_Attività da svolgere_
a) Per favore, ricopia dall'articolo sulla confisca al clan Labate il passo che va da "La confisca di" fino a "di tipo mafioso." incluso.
b) Riporta ogni riga delle voci in cui compare la parola "patterned".

_Estratto selezionato_
::::::

Stangata ai beni del clan Labate, confiscati beni per 33 milioni di euro
Una maxi confisca da 33 milioni di euro. Un ingente patrimonio che viene acquisito allo Stato sottraendolo a soggetti che gli inquirenti ritengono appartengano alla cosca reggina dei Labate.
Imprese commerciali, beni mobili, immobili e disponibilità finanziarie su cui stamani la Guardia di Finanza - con il coordinamento della Dda della Procura diretta da Giovanni Bombardieri e su richiesta dell’Aggiunto Calogero Gaetano Paci e del Sostituto Stefano Musolino - sta apponendo i sigilli eseguendo un provvedimento emesso dalla Sezione Misure di Prevenzione del Tribunale locale.
Tra le persone interessate dalla misura di prevenzione, c’è Michele Labate, 62 anni, considerato come un esponente di vertice dell’omonima cosca insieme al fratello Pietro, che annovera condanne irrevocabili, tra l’altro, per associazione per delinquere di tipo mafioso (LEGGI).
Pietro Labate, 67 anni, già Sorvegliato Speciale e latitante per lunghi periodi, nel corso del 2015 è stato sottoposto a fermo dal Gico per intralcio alla giustizia aggravato dalle finalità e modalità mafiose: gli si contestavano infatti delle minacce ad una testimone - in un importante processo in corso proprio nei confronti del fratello Michele e di altri esponenti della cosca – per indurla alla falsa testimonianza. Reato per il quale è stato condannato - con sentenza confermata in Appello nel 2016 – a 5 anni di reclusione.
La confisca di oggi, poi, colpisce i fratelli Giovanni e Pasquale Remo, condannati a 15 anni, con sentenza definitiva, per concorso in associazione per delinquere di tipo mafioso.
Inoltre, i sigilli sono stati apposti al patrimonio immobiliare degli eredi di Antonio Finti (cl. ’42), imprenditore reggino deceduto nel 2014. Gli inquirenti ne avrebbero infatti ricostruito la sua “vicinanza” ai Labate grazie ai riscontri eseguiti sulle dichiarazioni fornite da un collaboratore di giustizia che lo indicavano come “soggetto a disposizione della cosca” e “deputato al reimpiego dei proventi illeciti attraverso acquisizioni immobiliari”.
IL CONTROLLO DELLA “CARNE”

::::::

_Voci grezze_

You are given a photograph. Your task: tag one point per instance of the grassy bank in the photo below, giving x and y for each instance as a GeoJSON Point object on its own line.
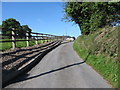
{"type": "Point", "coordinates": [100, 50]}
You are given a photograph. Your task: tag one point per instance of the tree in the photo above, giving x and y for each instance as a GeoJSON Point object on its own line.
{"type": "Point", "coordinates": [92, 15]}
{"type": "Point", "coordinates": [10, 23]}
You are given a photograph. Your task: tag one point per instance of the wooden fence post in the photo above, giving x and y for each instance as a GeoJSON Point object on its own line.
{"type": "Point", "coordinates": [36, 39]}
{"type": "Point", "coordinates": [27, 38]}
{"type": "Point", "coordinates": [13, 38]}
{"type": "Point", "coordinates": [47, 37]}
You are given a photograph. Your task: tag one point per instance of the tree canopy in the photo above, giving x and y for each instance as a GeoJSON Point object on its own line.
{"type": "Point", "coordinates": [92, 15]}
{"type": "Point", "coordinates": [10, 23]}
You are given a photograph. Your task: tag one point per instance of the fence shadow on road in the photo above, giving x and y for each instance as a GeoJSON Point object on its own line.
{"type": "Point", "coordinates": [24, 77]}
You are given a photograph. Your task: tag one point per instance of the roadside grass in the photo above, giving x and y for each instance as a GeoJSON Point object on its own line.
{"type": "Point", "coordinates": [7, 45]}
{"type": "Point", "coordinates": [104, 64]}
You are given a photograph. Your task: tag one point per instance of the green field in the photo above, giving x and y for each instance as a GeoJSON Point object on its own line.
{"type": "Point", "coordinates": [100, 51]}
{"type": "Point", "coordinates": [7, 45]}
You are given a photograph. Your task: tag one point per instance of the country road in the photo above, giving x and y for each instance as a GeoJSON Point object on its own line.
{"type": "Point", "coordinates": [61, 68]}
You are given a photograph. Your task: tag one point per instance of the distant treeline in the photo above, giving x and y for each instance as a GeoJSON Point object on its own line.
{"type": "Point", "coordinates": [11, 23]}
{"type": "Point", "coordinates": [92, 15]}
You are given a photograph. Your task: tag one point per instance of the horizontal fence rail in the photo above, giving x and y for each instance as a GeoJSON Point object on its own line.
{"type": "Point", "coordinates": [30, 36]}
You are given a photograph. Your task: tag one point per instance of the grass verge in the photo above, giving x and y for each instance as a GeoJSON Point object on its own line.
{"type": "Point", "coordinates": [104, 65]}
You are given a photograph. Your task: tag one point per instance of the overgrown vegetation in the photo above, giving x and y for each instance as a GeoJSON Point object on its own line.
{"type": "Point", "coordinates": [9, 24]}
{"type": "Point", "coordinates": [92, 15]}
{"type": "Point", "coordinates": [100, 50]}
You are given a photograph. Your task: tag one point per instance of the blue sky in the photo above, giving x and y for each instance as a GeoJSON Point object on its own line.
{"type": "Point", "coordinates": [42, 17]}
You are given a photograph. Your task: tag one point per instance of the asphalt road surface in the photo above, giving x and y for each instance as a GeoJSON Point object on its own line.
{"type": "Point", "coordinates": [61, 68]}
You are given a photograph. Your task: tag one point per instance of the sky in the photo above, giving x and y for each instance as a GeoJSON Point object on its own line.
{"type": "Point", "coordinates": [41, 17]}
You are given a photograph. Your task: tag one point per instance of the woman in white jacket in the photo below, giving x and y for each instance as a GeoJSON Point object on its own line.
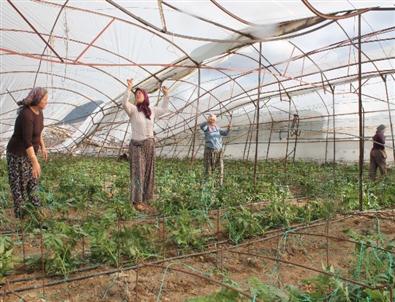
{"type": "Point", "coordinates": [142, 144]}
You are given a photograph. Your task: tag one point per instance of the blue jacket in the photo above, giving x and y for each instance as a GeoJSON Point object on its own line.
{"type": "Point", "coordinates": [214, 136]}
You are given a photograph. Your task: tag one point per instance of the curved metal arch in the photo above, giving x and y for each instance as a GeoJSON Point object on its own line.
{"type": "Point", "coordinates": [59, 76]}
{"type": "Point", "coordinates": [46, 45]}
{"type": "Point", "coordinates": [83, 43]}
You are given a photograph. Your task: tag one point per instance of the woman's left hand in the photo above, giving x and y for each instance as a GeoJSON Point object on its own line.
{"type": "Point", "coordinates": [44, 153]}
{"type": "Point", "coordinates": [165, 90]}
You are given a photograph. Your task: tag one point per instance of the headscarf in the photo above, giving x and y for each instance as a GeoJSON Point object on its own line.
{"type": "Point", "coordinates": [144, 106]}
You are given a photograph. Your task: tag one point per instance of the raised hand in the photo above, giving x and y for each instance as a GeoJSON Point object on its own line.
{"type": "Point", "coordinates": [165, 90]}
{"type": "Point", "coordinates": [130, 83]}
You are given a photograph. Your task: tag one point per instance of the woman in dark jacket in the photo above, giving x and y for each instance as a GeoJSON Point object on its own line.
{"type": "Point", "coordinates": [23, 167]}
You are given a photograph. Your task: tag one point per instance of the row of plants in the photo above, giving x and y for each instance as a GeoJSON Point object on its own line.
{"type": "Point", "coordinates": [87, 218]}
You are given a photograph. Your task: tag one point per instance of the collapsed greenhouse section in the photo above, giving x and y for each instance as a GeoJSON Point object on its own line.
{"type": "Point", "coordinates": [304, 84]}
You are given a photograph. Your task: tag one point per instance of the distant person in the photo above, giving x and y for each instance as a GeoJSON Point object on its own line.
{"type": "Point", "coordinates": [213, 150]}
{"type": "Point", "coordinates": [142, 144]}
{"type": "Point", "coordinates": [23, 167]}
{"type": "Point", "coordinates": [377, 154]}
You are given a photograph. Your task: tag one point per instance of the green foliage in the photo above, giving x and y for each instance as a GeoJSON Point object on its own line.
{"type": "Point", "coordinates": [185, 231]}
{"type": "Point", "coordinates": [242, 223]}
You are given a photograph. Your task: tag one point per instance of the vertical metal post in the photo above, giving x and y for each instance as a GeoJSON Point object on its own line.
{"type": "Point", "coordinates": [390, 117]}
{"type": "Point", "coordinates": [361, 138]}
{"type": "Point", "coordinates": [257, 116]}
{"type": "Point", "coordinates": [196, 118]}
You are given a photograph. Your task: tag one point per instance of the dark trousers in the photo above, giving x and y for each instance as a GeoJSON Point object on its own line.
{"type": "Point", "coordinates": [24, 187]}
{"type": "Point", "coordinates": [214, 160]}
{"type": "Point", "coordinates": [377, 161]}
{"type": "Point", "coordinates": [142, 170]}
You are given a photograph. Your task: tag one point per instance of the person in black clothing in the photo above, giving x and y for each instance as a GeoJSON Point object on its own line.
{"type": "Point", "coordinates": [23, 167]}
{"type": "Point", "coordinates": [377, 154]}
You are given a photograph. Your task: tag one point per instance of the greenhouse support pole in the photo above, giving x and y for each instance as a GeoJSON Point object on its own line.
{"type": "Point", "coordinates": [361, 138]}
{"type": "Point", "coordinates": [257, 113]}
{"type": "Point", "coordinates": [390, 117]}
{"type": "Point", "coordinates": [334, 123]}
{"type": "Point", "coordinates": [196, 117]}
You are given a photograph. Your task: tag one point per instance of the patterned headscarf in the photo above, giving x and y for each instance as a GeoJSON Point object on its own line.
{"type": "Point", "coordinates": [144, 106]}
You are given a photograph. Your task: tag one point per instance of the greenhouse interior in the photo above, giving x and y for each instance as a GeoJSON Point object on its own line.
{"type": "Point", "coordinates": [200, 150]}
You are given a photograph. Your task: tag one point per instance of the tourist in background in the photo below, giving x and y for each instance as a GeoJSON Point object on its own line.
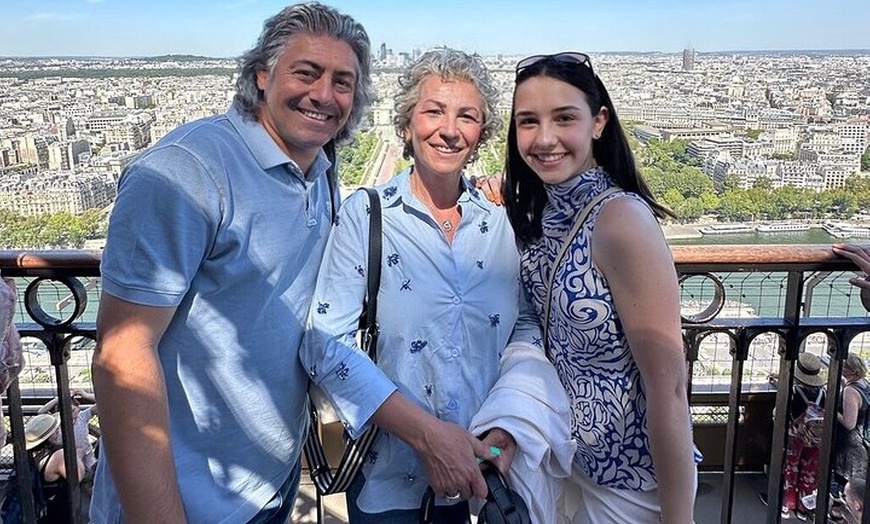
{"type": "Point", "coordinates": [850, 453]}
{"type": "Point", "coordinates": [614, 317]}
{"type": "Point", "coordinates": [853, 509]}
{"type": "Point", "coordinates": [801, 465]}
{"type": "Point", "coordinates": [449, 302]}
{"type": "Point", "coordinates": [212, 253]}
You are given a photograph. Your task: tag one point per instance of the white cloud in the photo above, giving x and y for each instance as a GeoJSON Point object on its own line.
{"type": "Point", "coordinates": [237, 5]}
{"type": "Point", "coordinates": [47, 16]}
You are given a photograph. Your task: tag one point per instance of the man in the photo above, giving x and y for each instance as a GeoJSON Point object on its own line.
{"type": "Point", "coordinates": [208, 272]}
{"type": "Point", "coordinates": [212, 252]}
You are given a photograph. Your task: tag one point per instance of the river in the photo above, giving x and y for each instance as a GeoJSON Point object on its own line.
{"type": "Point", "coordinates": [811, 236]}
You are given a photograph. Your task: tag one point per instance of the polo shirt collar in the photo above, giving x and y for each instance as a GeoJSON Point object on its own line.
{"type": "Point", "coordinates": [264, 149]}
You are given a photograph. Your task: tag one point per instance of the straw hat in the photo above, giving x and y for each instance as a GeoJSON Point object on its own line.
{"type": "Point", "coordinates": [39, 429]}
{"type": "Point", "coordinates": [808, 370]}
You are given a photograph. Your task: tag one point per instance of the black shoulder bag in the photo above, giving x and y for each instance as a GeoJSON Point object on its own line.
{"type": "Point", "coordinates": [355, 451]}
{"type": "Point", "coordinates": [503, 505]}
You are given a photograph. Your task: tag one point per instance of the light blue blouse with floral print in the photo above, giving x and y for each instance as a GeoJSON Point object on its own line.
{"type": "Point", "coordinates": [587, 343]}
{"type": "Point", "coordinates": [446, 312]}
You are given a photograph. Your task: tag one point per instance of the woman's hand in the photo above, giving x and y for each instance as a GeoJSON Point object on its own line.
{"type": "Point", "coordinates": [505, 442]}
{"type": "Point", "coordinates": [490, 186]}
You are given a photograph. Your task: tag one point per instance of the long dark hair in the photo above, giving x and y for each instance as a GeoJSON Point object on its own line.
{"type": "Point", "coordinates": [524, 193]}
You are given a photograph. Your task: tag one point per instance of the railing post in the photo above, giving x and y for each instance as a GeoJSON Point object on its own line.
{"type": "Point", "coordinates": [788, 354]}
{"type": "Point", "coordinates": [22, 460]}
{"type": "Point", "coordinates": [59, 352]}
{"type": "Point", "coordinates": [739, 352]}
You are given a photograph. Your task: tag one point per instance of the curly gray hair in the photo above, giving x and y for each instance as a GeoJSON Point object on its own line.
{"type": "Point", "coordinates": [449, 64]}
{"type": "Point", "coordinates": [314, 18]}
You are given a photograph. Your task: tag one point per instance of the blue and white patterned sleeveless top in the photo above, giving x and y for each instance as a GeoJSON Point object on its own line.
{"type": "Point", "coordinates": [587, 344]}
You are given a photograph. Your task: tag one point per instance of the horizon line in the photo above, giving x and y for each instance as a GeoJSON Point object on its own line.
{"type": "Point", "coordinates": [856, 50]}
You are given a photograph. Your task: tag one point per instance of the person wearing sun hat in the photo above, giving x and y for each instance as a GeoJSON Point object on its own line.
{"type": "Point", "coordinates": [800, 468]}
{"type": "Point", "coordinates": [850, 455]}
{"type": "Point", "coordinates": [39, 429]}
{"type": "Point", "coordinates": [47, 457]}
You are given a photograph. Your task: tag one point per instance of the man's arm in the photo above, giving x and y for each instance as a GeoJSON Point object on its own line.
{"type": "Point", "coordinates": [134, 412]}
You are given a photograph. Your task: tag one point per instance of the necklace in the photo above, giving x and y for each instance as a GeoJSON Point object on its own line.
{"type": "Point", "coordinates": [443, 217]}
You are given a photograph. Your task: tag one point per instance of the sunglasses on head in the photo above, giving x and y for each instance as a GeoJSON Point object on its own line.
{"type": "Point", "coordinates": [568, 58]}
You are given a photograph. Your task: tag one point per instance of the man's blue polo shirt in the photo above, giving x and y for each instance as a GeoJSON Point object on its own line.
{"type": "Point", "coordinates": [218, 222]}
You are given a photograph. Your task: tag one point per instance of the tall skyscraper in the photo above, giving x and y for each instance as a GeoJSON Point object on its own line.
{"type": "Point", "coordinates": [688, 59]}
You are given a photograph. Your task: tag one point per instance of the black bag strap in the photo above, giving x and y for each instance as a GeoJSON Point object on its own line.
{"type": "Point", "coordinates": [579, 220]}
{"type": "Point", "coordinates": [355, 451]}
{"type": "Point", "coordinates": [503, 505]}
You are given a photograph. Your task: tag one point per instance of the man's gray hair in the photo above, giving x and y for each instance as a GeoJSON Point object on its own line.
{"type": "Point", "coordinates": [449, 64]}
{"type": "Point", "coordinates": [317, 19]}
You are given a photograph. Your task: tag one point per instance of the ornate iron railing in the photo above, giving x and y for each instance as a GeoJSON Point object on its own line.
{"type": "Point", "coordinates": [748, 310]}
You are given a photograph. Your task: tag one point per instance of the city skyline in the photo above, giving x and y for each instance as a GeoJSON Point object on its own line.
{"type": "Point", "coordinates": [123, 28]}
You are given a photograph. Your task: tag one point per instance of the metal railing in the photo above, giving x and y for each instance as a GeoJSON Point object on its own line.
{"type": "Point", "coordinates": [748, 310]}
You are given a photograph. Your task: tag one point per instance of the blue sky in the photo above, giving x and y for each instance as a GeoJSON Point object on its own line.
{"type": "Point", "coordinates": [226, 28]}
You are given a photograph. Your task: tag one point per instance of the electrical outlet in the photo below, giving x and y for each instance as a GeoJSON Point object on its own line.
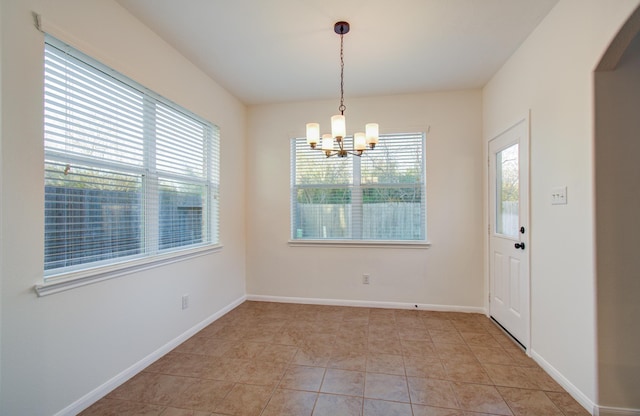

::::::

_Risultati per attività_
a)
La confisca di oggi, poi, colpisce i fratelli Giovanni e Pasquale Remo, condannati a 15 anni, con sentenza definitiva, per concorso in associazione per delinquere di tipo mafioso.

b)
You are given a photograph. Your task: tag one point per instance of the patterned headscarf in the photo above, giving x and y for each instance as a GeoJSON Point object on its own line.
You are given a photograph. Your task: tag one point per instance of the blue and white patterned sleeveless top in the photo above, giving x and y for each instance as a GeoJSON Point object on its own line.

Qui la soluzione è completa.